**TEXT BLOCK:**
►

Foreword
The 44th President of the United States will take the oath of office on January 20, 2009. From that moment forward, he will have a relatively short honeymoon period during which he has the best chance of advancing his agenda. This book is an action plan for the new President to attack the problem of global climate change during his first 100 days in office.
Every president over the last thirty years has known about climate change. It is the most dangerous and difficult challenge of our time, and it remains largely unaddressed. While scientific research has reached a consensus that human activity already is causing worldwide climate change, America has lacked the political will to do something about it. Since the oil embargoes of the 1970s, every president has gone on record in support of reducing America's dependence on foreign oil, a necessary step for both energy and climate security; presidents as far back as Lyndon Johnson have been advised about the dangers of climate change. But today, the United States imports more oil and emits more greenhouse gases than ever before.
In 2007, the Intergovernmental Panel on Climate Change (IPCC)—the largest international science collaboration in history—concluded unequivocally that climate change is underway, that it is primarily the result of our consumption of fossil fuels, and that time is growing short if we are to avoid catastrophic worldwide consequences on a global scale. "What we do in the next two to three years will determine our future," says Rajendra Pachauri, the head of the IPCC. "This is the defining moment." It has been left to the new President to define how the United States will respond.
By focusing on the first 100 days, this book underscores the need for urgent action. America's greenhouse gas emissions are growing by 1.5 percent each year. The IPCC has concluded that worldwide greenhouse gas emissions must be stabilized and begin to decline by 2015, just six years after the next President takes the oath of office.

◄

**INSTRUCTIONS:**
a. According to the foreword, by what percentage are America's greenhouse gas emissions growing each year?
b. Print the stretch of the foreword from "Every president over" through "than ever before.".

**COLLECTED DATA:**
►

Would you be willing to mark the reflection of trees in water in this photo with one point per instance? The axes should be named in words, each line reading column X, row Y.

◄

**SOLUTION SET:**
a. 1.5 percent each year.

b.
Every president over the last thirty years has known about climate change. It is the most dangerous and difficult challenge of our time, and it remains largely unaddressed. While scientific research has reached a consensus that human activity already is causing worldwide climate change, America has lacked the political will to do something about it. Since the oil embargoes of the 1970s, every president has gone on record in support of reducing America's dependence on foreign oil, a necessary step for both energy and climate security; presidents as far back as Lyndon Johnson have been advised about the dangers of climate change. But today, the United States imports more oil and emits more greenhouse gases than ever before.